● Task brief: Lines from the one containing "Question. Locate the snow-covered" through the end of the data are to be returned exactly, and no others.

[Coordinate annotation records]
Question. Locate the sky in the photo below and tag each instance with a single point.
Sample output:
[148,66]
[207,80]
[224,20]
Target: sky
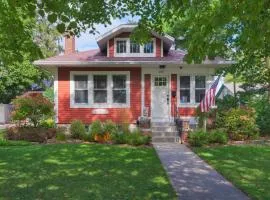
[88,41]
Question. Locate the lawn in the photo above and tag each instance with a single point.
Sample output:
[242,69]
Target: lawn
[247,167]
[81,171]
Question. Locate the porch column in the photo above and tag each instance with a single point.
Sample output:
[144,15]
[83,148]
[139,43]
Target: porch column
[147,93]
[173,99]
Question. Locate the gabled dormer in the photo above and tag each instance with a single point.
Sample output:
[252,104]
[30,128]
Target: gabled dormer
[117,43]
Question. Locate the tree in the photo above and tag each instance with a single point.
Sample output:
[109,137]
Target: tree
[18,76]
[234,29]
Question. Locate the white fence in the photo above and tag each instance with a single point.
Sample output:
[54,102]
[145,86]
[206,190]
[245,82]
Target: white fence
[5,110]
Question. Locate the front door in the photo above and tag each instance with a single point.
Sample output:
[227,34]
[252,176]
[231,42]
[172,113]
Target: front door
[160,98]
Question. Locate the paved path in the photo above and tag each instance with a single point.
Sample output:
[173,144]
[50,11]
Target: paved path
[192,178]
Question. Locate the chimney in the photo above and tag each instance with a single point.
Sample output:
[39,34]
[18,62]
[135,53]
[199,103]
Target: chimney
[69,45]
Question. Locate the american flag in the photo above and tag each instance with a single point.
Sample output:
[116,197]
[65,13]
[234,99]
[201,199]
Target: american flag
[209,98]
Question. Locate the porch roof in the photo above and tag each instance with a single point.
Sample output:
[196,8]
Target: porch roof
[95,57]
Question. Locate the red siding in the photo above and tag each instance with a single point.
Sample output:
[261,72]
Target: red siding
[173,100]
[187,112]
[67,114]
[147,92]
[158,47]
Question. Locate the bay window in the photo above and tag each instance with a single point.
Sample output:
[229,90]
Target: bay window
[100,89]
[119,89]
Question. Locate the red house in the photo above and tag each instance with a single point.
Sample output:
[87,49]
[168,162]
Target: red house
[122,80]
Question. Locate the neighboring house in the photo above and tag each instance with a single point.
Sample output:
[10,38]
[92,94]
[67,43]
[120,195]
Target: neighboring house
[123,80]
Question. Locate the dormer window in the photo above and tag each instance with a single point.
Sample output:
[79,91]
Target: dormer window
[125,47]
[149,47]
[121,46]
[134,47]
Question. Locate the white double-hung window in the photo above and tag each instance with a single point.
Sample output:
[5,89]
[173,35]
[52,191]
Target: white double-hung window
[100,89]
[125,47]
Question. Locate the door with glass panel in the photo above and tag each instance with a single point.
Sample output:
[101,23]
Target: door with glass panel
[160,97]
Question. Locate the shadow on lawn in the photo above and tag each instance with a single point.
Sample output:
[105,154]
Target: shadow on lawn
[246,166]
[82,172]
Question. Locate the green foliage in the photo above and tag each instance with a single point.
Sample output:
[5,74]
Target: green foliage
[198,138]
[262,107]
[97,128]
[49,94]
[240,123]
[48,123]
[4,142]
[32,108]
[110,127]
[77,129]
[218,136]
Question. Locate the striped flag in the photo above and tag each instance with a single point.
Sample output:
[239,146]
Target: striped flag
[209,98]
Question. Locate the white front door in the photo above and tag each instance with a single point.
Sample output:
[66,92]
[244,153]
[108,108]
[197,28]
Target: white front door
[160,98]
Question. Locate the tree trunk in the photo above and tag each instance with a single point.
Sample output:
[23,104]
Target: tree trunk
[268,71]
[234,92]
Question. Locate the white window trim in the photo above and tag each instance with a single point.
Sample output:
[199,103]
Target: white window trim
[128,54]
[90,85]
[192,89]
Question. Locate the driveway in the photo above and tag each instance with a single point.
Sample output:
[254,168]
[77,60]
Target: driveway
[192,178]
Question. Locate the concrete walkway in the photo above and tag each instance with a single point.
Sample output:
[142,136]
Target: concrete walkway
[192,178]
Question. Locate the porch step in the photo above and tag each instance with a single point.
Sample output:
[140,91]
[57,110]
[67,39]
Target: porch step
[164,134]
[164,128]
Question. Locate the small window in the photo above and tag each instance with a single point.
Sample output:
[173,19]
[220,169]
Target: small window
[185,89]
[119,89]
[121,46]
[81,88]
[199,88]
[134,48]
[160,81]
[100,88]
[149,47]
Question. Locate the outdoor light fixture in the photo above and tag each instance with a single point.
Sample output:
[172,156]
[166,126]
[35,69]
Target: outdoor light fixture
[162,66]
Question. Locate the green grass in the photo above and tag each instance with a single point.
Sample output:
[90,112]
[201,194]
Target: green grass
[247,167]
[80,171]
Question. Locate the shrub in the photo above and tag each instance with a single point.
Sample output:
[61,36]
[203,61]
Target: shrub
[47,123]
[218,136]
[4,142]
[119,138]
[32,108]
[240,124]
[262,106]
[30,134]
[198,138]
[60,134]
[77,129]
[136,138]
[110,127]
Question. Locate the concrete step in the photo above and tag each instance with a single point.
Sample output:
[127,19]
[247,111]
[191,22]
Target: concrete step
[165,134]
[164,128]
[165,139]
[162,124]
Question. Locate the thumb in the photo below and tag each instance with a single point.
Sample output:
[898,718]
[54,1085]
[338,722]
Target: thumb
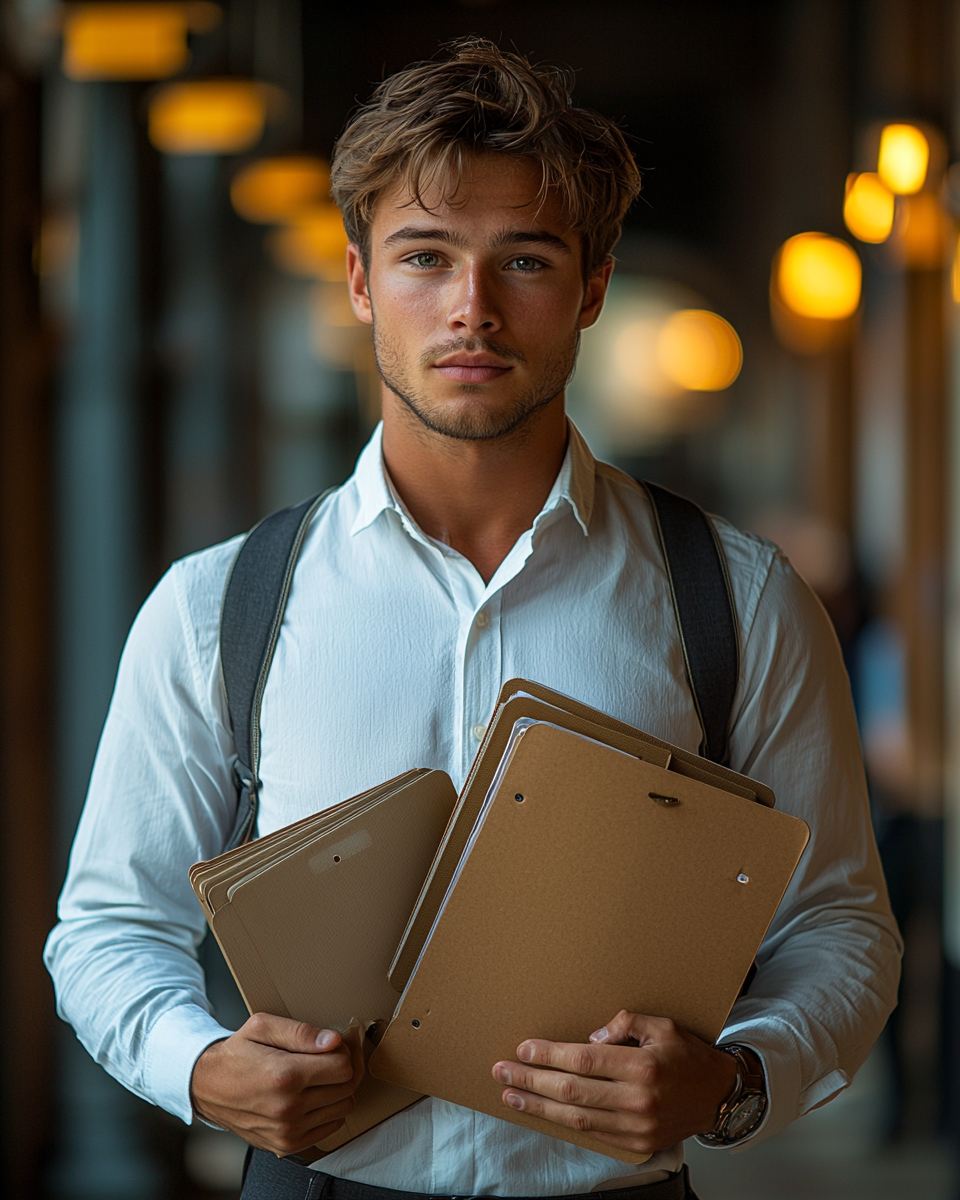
[285,1033]
[634,1027]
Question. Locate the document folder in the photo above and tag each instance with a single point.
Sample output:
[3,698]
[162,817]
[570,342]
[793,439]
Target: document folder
[521,699]
[589,879]
[309,916]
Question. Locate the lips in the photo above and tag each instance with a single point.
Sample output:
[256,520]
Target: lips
[472,367]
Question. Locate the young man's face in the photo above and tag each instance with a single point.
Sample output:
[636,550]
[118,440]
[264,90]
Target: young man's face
[477,304]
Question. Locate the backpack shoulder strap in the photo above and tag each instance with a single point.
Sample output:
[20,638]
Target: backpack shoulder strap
[706,616]
[251,613]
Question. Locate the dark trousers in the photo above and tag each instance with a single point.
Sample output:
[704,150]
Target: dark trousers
[268,1177]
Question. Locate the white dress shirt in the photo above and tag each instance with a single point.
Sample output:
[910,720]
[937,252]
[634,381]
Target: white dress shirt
[391,654]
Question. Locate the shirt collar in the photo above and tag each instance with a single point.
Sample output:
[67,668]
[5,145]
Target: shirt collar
[574,485]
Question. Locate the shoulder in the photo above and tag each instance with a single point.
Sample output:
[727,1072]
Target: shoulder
[749,558]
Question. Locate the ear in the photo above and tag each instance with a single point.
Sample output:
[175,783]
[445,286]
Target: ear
[357,281]
[594,294]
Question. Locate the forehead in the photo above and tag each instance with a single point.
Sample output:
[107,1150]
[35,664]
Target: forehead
[490,191]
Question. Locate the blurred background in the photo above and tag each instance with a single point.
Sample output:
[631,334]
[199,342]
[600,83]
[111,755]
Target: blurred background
[178,358]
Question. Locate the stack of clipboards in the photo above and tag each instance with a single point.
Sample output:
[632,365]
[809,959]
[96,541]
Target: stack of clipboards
[587,867]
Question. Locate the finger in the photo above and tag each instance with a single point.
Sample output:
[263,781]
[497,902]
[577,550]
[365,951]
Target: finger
[558,1085]
[573,1116]
[283,1033]
[312,1101]
[319,1071]
[579,1059]
[635,1027]
[353,1041]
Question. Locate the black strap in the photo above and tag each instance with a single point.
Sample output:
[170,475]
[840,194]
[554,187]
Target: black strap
[251,613]
[706,616]
[258,585]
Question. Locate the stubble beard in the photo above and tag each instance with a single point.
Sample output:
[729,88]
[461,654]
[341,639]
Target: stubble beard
[474,423]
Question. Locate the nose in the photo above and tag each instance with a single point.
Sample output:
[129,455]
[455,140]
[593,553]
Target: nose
[474,307]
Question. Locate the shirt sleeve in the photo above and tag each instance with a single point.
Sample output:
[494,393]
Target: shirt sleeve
[124,954]
[829,966]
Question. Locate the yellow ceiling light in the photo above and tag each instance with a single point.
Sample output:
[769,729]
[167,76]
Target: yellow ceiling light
[131,41]
[315,245]
[210,115]
[904,159]
[868,208]
[699,351]
[275,190]
[922,239]
[819,276]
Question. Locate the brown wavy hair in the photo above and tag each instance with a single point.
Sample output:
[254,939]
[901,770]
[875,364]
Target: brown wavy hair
[423,123]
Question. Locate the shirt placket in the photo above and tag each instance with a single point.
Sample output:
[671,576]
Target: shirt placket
[477,659]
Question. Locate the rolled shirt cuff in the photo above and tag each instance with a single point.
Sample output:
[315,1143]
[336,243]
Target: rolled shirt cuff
[174,1044]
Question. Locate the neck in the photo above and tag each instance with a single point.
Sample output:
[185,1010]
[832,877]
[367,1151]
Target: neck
[477,497]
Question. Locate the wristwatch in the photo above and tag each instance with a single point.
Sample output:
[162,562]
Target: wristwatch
[743,1110]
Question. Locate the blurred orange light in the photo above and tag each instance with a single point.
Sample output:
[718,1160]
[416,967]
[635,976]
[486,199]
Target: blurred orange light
[313,245]
[955,274]
[699,351]
[904,159]
[868,208]
[922,238]
[131,41]
[275,190]
[209,117]
[819,276]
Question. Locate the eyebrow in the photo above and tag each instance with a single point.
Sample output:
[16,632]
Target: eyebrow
[504,238]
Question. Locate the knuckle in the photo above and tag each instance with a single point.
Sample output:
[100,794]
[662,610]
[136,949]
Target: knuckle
[583,1061]
[287,1141]
[285,1079]
[568,1091]
[581,1122]
[256,1026]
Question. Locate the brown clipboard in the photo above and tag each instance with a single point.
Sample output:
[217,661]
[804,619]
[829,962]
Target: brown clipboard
[523,699]
[309,917]
[595,882]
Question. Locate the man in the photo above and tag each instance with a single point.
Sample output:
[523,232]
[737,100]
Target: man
[478,540]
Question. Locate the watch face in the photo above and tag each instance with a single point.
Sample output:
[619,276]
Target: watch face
[744,1116]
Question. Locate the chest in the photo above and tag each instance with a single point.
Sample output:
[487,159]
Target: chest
[379,669]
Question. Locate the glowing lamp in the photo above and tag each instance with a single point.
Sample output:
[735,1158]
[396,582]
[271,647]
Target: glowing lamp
[699,351]
[276,190]
[819,276]
[955,274]
[315,245]
[868,208]
[209,117]
[131,41]
[904,159]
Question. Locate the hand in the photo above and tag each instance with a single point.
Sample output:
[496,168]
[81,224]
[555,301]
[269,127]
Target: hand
[641,1097]
[281,1085]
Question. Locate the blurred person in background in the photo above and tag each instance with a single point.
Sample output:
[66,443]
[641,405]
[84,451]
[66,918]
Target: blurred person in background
[477,540]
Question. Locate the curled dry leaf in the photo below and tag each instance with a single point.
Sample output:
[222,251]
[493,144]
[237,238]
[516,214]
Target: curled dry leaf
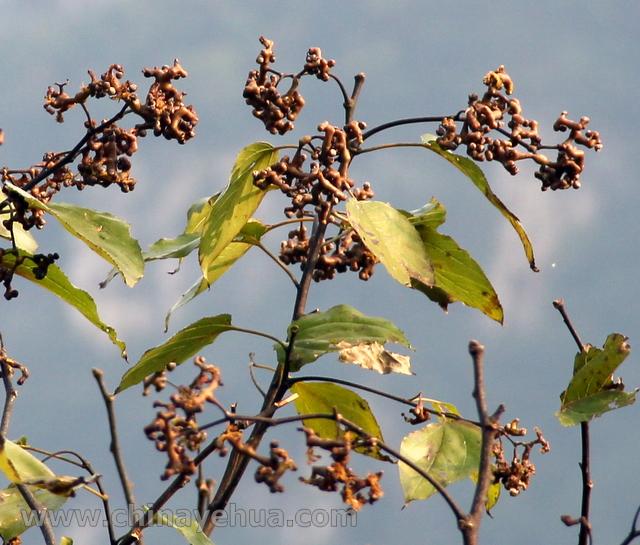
[374,356]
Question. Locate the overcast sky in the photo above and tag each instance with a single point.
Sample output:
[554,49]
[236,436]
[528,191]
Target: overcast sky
[421,58]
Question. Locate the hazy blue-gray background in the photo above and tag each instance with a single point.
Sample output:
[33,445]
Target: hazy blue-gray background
[421,58]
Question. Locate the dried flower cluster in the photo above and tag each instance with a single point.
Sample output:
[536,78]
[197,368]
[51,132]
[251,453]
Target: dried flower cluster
[339,474]
[106,149]
[487,114]
[324,184]
[276,110]
[516,475]
[175,429]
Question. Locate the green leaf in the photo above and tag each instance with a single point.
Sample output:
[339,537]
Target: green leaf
[493,495]
[187,527]
[184,344]
[198,213]
[341,326]
[107,235]
[432,215]
[23,239]
[391,237]
[457,276]
[448,451]
[16,516]
[592,390]
[57,283]
[584,410]
[475,174]
[20,466]
[248,236]
[170,248]
[236,204]
[325,397]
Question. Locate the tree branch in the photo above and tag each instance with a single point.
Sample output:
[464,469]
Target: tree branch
[471,527]
[114,447]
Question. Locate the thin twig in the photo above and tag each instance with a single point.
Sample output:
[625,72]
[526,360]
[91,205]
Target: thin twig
[43,515]
[114,447]
[471,526]
[238,461]
[381,393]
[410,121]
[10,397]
[558,304]
[278,262]
[585,462]
[360,151]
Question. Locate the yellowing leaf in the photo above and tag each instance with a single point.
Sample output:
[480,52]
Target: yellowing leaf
[325,397]
[319,333]
[457,276]
[107,235]
[448,451]
[23,239]
[236,204]
[391,237]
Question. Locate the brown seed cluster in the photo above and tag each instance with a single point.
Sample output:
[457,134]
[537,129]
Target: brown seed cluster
[355,491]
[10,260]
[322,185]
[175,429]
[271,468]
[106,149]
[276,110]
[515,475]
[522,141]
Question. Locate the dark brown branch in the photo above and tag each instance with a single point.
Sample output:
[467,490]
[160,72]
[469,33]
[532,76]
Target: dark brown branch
[409,121]
[457,511]
[471,527]
[9,400]
[114,447]
[86,465]
[10,397]
[43,518]
[585,462]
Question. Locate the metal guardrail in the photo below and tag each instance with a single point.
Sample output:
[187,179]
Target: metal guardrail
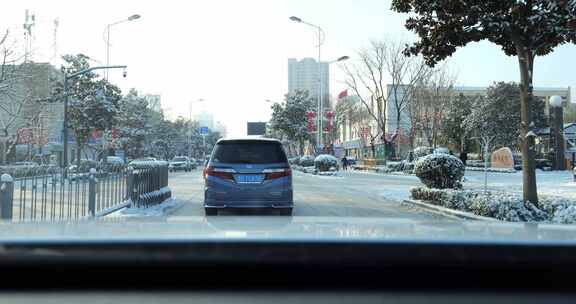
[54,194]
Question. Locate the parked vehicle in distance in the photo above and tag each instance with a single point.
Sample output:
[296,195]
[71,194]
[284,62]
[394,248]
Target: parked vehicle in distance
[142,159]
[248,173]
[351,160]
[181,163]
[116,160]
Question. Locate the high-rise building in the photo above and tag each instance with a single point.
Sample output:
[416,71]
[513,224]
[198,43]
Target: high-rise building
[304,75]
[154,102]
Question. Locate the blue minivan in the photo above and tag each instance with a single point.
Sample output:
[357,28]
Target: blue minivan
[248,173]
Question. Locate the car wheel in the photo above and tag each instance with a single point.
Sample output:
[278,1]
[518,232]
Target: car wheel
[211,211]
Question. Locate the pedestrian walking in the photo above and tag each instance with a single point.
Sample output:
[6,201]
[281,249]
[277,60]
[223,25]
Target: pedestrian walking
[345,163]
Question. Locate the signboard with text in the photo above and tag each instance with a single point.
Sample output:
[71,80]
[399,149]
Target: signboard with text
[256,128]
[204,130]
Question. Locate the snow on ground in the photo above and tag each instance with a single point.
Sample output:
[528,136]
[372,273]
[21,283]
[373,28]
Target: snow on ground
[553,184]
[153,211]
[550,183]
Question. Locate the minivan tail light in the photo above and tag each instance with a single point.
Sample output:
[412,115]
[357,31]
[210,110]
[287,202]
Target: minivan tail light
[277,173]
[223,173]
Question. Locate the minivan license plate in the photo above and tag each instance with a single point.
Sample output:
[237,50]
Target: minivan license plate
[249,178]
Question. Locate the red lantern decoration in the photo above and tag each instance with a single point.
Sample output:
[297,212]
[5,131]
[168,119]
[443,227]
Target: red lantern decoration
[330,117]
[310,124]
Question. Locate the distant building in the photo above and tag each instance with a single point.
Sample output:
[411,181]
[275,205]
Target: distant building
[205,119]
[304,75]
[220,128]
[154,102]
[39,120]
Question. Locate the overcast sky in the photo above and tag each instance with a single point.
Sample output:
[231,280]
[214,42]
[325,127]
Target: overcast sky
[233,54]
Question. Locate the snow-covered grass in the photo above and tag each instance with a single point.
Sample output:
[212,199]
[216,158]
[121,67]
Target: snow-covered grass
[550,183]
[494,170]
[152,211]
[506,206]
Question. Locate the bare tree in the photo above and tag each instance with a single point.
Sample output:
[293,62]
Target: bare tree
[405,73]
[430,97]
[367,79]
[18,110]
[384,77]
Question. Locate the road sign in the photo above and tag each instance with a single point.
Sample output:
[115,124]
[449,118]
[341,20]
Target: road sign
[256,128]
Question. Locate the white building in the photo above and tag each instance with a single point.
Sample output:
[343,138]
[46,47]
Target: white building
[220,128]
[154,102]
[205,119]
[304,75]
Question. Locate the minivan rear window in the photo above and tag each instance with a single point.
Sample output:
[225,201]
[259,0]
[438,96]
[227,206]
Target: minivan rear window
[249,152]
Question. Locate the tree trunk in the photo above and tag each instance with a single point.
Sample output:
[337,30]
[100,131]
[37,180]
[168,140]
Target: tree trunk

● Written answer:
Question. Locate the snow-covered grass in the photo above and tag each instance with a single point.
Sample output:
[212,199]
[216,158]
[121,67]
Target: snow-covered grass
[550,183]
[494,170]
[152,211]
[506,206]
Question. Locate the bare tree in the photo above and tag each instance with a single point.
Sample output:
[293,62]
Target: bare tree
[405,73]
[430,97]
[367,79]
[18,110]
[384,77]
Question. Locate the road sign in the photo above and tag each instance with a single point.
Sample output:
[115,124]
[449,118]
[341,20]
Target: road sign
[256,128]
Question. Locate the white building in the photo above and tag each instance with a single point.
Sample output:
[343,138]
[46,47]
Target: white building
[220,128]
[154,102]
[205,119]
[304,75]
Question. Locate the minivan rear window in the photo above and tag each instance with a single point.
Sample output:
[225,201]
[259,0]
[438,96]
[227,206]
Target: minivan rear window
[249,152]
Question. Locate the tree trunk in the photo above and tag each instance with a single point.
Sample output:
[337,30]
[100,131]
[37,180]
[168,140]
Target: tree trunk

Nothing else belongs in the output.